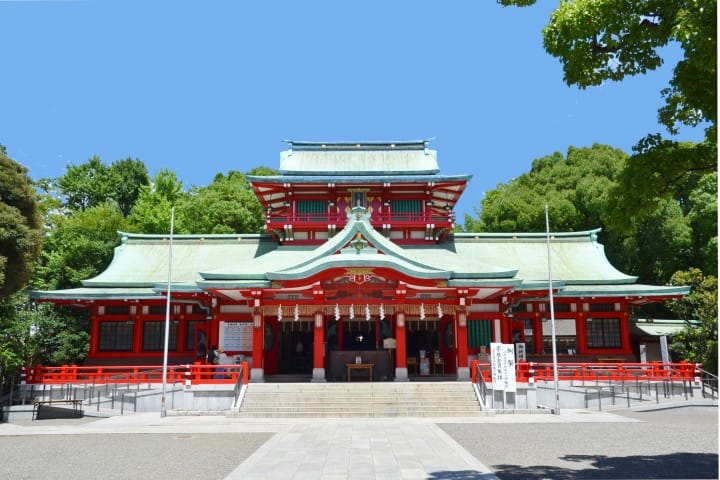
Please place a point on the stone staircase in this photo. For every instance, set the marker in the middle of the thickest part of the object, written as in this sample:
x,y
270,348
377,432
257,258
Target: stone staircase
x,y
376,399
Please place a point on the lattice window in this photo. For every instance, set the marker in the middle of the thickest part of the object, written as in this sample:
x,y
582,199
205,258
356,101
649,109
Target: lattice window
x,y
116,336
603,332
407,206
479,333
154,336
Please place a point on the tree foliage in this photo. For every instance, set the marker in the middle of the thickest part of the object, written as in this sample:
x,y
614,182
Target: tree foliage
x,y
20,225
697,342
92,183
227,205
151,213
582,191
44,334
598,40
79,247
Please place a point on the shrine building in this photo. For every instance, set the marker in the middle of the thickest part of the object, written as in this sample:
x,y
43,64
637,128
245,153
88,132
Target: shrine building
x,y
359,263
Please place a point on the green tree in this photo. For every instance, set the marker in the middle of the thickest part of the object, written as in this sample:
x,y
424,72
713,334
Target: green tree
x,y
576,187
699,341
79,247
92,183
227,205
129,177
85,185
151,212
599,40
20,225
44,334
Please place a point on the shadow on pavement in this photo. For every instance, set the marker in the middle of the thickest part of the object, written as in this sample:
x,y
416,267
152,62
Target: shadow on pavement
x,y
671,466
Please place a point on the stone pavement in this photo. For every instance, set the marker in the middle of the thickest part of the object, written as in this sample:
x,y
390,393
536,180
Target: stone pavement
x,y
359,448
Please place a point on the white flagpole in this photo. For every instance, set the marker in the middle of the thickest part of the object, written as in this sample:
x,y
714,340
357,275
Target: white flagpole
x,y
552,315
167,315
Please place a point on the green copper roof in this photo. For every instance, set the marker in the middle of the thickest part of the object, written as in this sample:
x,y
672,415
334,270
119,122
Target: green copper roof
x,y
358,158
579,265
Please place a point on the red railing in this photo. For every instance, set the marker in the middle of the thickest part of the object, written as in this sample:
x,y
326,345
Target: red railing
x,y
341,218
653,371
195,373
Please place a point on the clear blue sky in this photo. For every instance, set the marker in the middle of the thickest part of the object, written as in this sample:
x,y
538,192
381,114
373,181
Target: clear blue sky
x,y
202,87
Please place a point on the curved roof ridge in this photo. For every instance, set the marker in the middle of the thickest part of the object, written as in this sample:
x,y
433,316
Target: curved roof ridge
x,y
359,222
591,234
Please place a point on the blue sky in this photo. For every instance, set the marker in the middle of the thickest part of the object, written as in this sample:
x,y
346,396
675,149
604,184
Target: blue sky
x,y
212,86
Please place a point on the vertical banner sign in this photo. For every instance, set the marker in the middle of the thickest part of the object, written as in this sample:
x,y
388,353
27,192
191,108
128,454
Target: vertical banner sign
x,y
502,364
664,353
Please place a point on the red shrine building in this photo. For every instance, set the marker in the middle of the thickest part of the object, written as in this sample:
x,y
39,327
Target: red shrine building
x,y
359,264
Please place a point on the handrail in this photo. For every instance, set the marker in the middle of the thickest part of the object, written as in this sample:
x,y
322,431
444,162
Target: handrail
x,y
478,380
384,217
196,373
708,382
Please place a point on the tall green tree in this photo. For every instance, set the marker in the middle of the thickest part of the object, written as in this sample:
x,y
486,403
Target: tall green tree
x,y
151,212
599,40
20,225
79,246
93,182
227,205
85,185
129,177
698,342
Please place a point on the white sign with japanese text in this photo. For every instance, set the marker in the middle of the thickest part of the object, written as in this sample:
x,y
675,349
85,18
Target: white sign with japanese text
x,y
502,365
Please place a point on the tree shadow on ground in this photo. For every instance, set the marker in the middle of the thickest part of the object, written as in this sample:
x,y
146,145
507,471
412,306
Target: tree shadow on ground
x,y
672,466
460,475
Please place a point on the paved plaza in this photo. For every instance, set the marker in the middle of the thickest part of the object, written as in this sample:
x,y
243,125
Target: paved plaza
x,y
669,444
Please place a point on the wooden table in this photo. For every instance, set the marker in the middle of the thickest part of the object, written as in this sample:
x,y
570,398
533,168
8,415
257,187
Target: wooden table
x,y
360,366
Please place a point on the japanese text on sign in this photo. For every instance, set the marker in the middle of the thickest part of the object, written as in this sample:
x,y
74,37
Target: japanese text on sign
x,y
502,365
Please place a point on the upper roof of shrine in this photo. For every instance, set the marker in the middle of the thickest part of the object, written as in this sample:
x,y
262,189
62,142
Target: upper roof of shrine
x,y
358,158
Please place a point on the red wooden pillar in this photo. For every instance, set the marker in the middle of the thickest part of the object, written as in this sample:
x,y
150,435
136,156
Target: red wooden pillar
x,y
257,372
463,372
400,348
94,334
318,348
625,332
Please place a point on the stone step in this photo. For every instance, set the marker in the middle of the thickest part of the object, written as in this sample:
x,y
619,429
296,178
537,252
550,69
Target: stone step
x,y
432,399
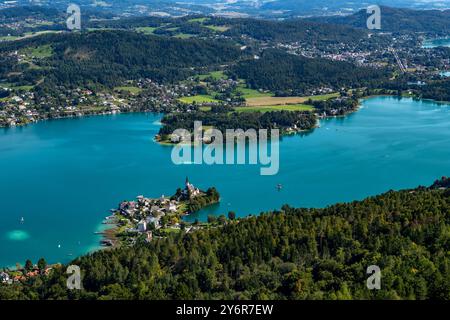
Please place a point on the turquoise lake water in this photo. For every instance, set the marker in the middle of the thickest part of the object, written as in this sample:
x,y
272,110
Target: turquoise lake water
x,y
63,176
443,42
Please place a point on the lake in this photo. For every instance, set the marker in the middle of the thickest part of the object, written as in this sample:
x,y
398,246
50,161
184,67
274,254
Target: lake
x,y
63,176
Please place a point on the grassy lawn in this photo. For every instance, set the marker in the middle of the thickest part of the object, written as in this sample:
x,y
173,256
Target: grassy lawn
x,y
258,101
198,99
291,107
8,38
15,87
183,36
251,93
216,75
217,28
199,20
146,30
130,89
41,52
323,97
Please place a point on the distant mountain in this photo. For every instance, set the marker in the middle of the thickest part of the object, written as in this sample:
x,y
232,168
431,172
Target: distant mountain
x,y
397,20
234,8
327,7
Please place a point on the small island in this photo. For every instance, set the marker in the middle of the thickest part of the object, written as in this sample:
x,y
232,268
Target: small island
x,y
156,217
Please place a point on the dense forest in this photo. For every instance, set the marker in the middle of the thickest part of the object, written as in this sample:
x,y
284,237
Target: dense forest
x,y
110,57
287,254
288,74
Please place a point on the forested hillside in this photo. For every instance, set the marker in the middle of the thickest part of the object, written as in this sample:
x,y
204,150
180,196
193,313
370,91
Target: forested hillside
x,y
398,20
110,57
293,75
288,254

--------------------------------

**Short exercise:**
Rename "hillside" to "slope" in the listing, starting with the line that contains "Please place a point on the forested" and going on through the end of the listing, and give those lines back with everything else unchanged.

**Reply to the task:**
Please place a point on the forested slope in this photo. For every instance, set the marker in the middle of the thickest part of the object, written as in this sample:
x,y
204,150
180,196
193,313
370,91
Target: forested slope
x,y
398,20
110,57
293,75
288,254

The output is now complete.